● Text block
Paravaccinia virus presents itself with blisters, nodules, or lesions about 4 mm in diameter, typically in the area that has made contact with livestock that is infected with bovine papular stomatitis. Lesions may begin forming as late as three weeks after contact has been made with an infected animal. In rare cases, lesions may be seen systemic. General signs of infection are also common, such as fever and fatigue.

Infected livestock may present with blisters or lesions on their udders or snout. Often, however, infected livestock show little to no symptoms.

==Mechanism==
Paravaccinia is a member of the Parapoxvirus genus. It has a cylindrical body about 140 X 310 nm in size, with convex ends covered in a criss-cross pattern of rope like structures. The virus is resistant to cold, dehydration, and temperatures up to 56 °C. Upon injecting a cell with its genome, the virus begins transcription in the cytoplasm using viral RNA polymerase. As the virus progresses through the cell, the host begins to replicate the viral genome between 140 minutes and 48 hours.

● Data supplied
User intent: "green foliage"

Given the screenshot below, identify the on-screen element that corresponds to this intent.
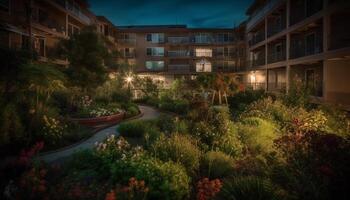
[59,27,108,89]
[118,120,160,142]
[228,90,266,118]
[238,117,279,154]
[282,82,311,108]
[0,104,25,146]
[218,176,283,200]
[240,98,292,127]
[201,151,235,179]
[151,134,201,175]
[271,132,350,200]
[192,107,240,154]
[156,115,188,134]
[158,97,189,114]
[319,105,350,138]
[111,157,190,199]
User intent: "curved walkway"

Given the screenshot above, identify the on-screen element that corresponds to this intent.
[38,105,160,162]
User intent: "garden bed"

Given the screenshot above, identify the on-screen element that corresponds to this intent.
[71,112,125,127]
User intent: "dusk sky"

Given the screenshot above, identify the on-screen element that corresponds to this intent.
[88,0,253,28]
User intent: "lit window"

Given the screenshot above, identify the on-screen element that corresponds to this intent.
[146,33,164,43]
[0,0,10,12]
[146,61,164,71]
[196,60,212,72]
[147,47,164,56]
[196,49,213,57]
[194,33,212,44]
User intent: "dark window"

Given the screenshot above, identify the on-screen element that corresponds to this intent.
[146,34,152,42]
[147,48,152,56]
[0,30,10,47]
[0,0,10,12]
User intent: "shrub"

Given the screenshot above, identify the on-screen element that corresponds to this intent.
[240,98,292,127]
[228,90,266,118]
[218,177,283,200]
[238,117,278,154]
[111,157,190,199]
[272,132,350,200]
[201,151,234,179]
[156,115,188,134]
[118,120,155,137]
[152,134,201,175]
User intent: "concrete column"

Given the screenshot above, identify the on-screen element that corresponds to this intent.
[286,64,291,93]
[286,0,291,29]
[264,16,269,91]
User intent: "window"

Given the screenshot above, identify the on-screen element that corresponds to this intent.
[196,49,213,57]
[0,0,10,12]
[146,61,164,71]
[194,33,212,44]
[147,47,164,56]
[218,33,232,43]
[146,33,164,43]
[196,60,212,72]
[0,30,10,47]
[68,24,80,37]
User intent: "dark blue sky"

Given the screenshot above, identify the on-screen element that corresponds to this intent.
[88,0,253,28]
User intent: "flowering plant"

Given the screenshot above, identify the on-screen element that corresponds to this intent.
[197,178,222,200]
[43,115,68,143]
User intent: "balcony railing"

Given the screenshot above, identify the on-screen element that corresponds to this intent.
[123,52,136,58]
[290,38,322,58]
[267,19,286,37]
[168,64,190,72]
[168,50,191,57]
[247,0,283,30]
[195,52,213,57]
[55,0,91,24]
[244,82,266,90]
[290,0,323,25]
[267,82,287,92]
[249,31,265,46]
[247,56,265,67]
[118,39,136,45]
[267,51,286,63]
[168,36,190,44]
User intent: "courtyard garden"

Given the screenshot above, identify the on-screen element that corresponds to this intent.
[0,27,350,200]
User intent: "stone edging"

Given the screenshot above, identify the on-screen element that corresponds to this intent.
[36,108,144,157]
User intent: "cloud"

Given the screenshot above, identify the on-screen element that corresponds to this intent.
[90,0,252,28]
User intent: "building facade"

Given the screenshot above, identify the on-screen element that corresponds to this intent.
[117,25,245,84]
[243,0,350,109]
[0,0,116,66]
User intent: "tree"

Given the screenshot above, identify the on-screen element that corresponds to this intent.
[58,27,110,91]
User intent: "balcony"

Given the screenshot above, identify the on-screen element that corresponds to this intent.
[168,64,190,73]
[168,50,191,57]
[290,0,323,25]
[247,0,283,30]
[118,39,136,45]
[267,19,286,37]
[249,31,265,46]
[245,82,266,90]
[55,0,92,25]
[168,36,190,44]
[290,34,322,59]
[267,82,287,92]
[267,51,286,64]
[123,52,136,58]
[248,56,265,67]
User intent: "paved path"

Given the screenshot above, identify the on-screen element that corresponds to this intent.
[38,106,160,162]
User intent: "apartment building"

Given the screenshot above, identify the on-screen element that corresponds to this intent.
[117,25,245,84]
[244,0,350,108]
[0,0,116,65]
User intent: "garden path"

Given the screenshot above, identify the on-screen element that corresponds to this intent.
[38,105,161,163]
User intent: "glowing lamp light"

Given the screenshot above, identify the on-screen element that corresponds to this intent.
[125,76,133,83]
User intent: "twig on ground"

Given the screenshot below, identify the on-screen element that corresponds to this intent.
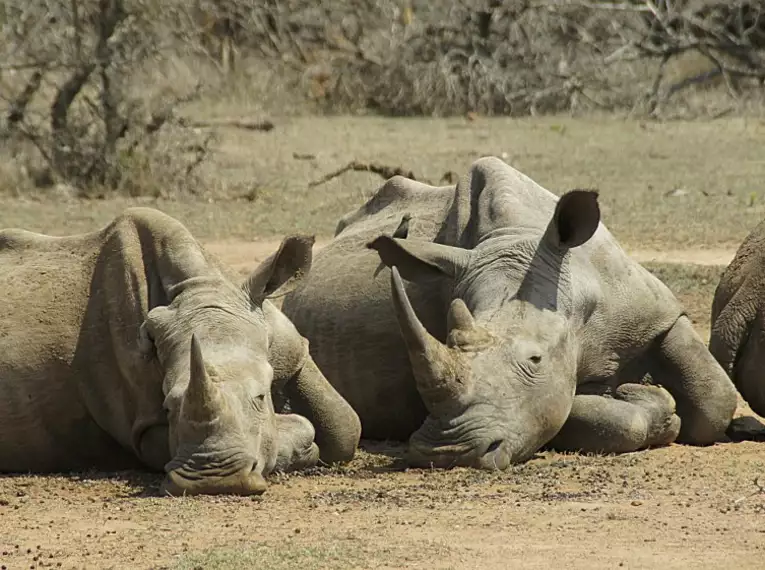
[184,119,274,133]
[308,160,417,188]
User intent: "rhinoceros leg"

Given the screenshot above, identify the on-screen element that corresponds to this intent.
[139,425,171,471]
[547,384,680,453]
[650,316,737,445]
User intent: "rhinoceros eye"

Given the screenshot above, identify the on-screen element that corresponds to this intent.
[250,394,266,411]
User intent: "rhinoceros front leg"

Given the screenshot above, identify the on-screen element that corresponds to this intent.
[650,316,737,445]
[547,384,680,453]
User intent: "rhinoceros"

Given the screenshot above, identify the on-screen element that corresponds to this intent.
[709,217,765,416]
[0,208,361,495]
[282,157,736,469]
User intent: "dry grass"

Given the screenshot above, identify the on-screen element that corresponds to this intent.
[0,112,765,249]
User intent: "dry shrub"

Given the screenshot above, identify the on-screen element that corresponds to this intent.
[0,0,215,195]
[185,0,765,115]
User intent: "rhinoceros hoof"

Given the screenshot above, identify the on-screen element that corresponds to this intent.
[616,384,681,446]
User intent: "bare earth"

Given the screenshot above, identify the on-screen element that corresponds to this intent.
[0,119,765,570]
[0,240,765,569]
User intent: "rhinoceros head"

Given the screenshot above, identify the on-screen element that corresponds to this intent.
[142,237,319,495]
[369,190,600,469]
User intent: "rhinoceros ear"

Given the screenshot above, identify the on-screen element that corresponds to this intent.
[545,190,600,249]
[242,235,316,305]
[367,236,470,281]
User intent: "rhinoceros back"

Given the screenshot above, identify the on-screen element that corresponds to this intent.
[282,178,454,439]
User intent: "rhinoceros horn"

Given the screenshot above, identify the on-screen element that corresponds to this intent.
[391,267,468,412]
[183,335,220,422]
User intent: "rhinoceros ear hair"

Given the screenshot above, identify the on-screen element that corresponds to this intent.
[367,235,470,281]
[138,321,154,358]
[242,235,316,305]
[546,189,600,249]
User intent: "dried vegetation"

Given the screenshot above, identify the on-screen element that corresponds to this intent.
[0,0,765,196]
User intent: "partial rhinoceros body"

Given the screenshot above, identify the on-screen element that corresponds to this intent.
[709,217,765,416]
[0,208,359,494]
[282,158,736,468]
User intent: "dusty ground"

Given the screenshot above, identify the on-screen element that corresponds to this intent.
[0,119,765,569]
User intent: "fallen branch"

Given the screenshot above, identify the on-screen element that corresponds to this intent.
[184,119,274,133]
[308,160,417,188]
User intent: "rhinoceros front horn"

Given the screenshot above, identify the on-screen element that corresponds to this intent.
[183,335,220,422]
[391,267,467,412]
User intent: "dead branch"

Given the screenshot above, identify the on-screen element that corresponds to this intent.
[5,69,43,133]
[183,119,274,133]
[308,160,417,188]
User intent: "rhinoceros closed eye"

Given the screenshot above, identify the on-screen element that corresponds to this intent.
[250,394,266,411]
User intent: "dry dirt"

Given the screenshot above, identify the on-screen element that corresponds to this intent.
[0,118,765,570]
[0,240,765,569]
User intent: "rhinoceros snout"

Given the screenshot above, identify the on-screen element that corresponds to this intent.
[406,439,517,471]
[160,467,268,497]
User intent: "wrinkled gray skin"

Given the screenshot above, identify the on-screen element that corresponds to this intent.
[282,158,736,469]
[709,217,765,416]
[0,208,360,495]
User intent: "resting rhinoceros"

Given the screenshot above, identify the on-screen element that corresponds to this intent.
[0,208,360,494]
[282,157,736,469]
[709,215,765,416]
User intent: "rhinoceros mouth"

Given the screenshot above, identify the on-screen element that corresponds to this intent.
[165,452,255,481]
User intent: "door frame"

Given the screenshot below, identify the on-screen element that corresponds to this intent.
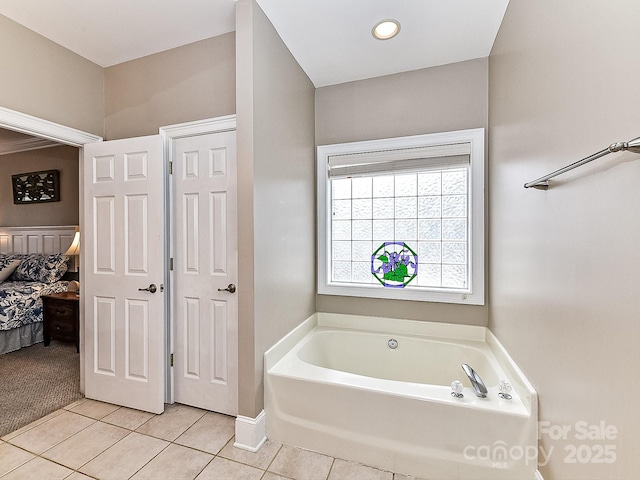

● What to work on
a: In the paravaccinia virus text, what size is the virus's cylindrical body?
b: Reproduce word for word the stretch of the paravaccinia virus text from "Infected livestock may" through "and 48 hours.".

● Problem solutions
a: About 140 X 310 nm.

b:
Infected livestock may present with blisters or lesions on their udders or snout. Often, however, infected livestock show little to no symptoms.

==Mechanism==
Paravaccinia is a member of the Parapoxvirus genus. It has a cylindrical body about 140 X 310 nm in size, with convex ends covered in a criss-cross pattern of rope like structures. The virus is resistant to cold, dehydration, and temperatures up to 56 °C. Upon injecting a cell with its genome, the virus begins transcription in the cytoplasm using viral RNA polymerase. As the virus progresses through the cell, the host begins to replicate the viral genome between 140 minutes and 48 hours.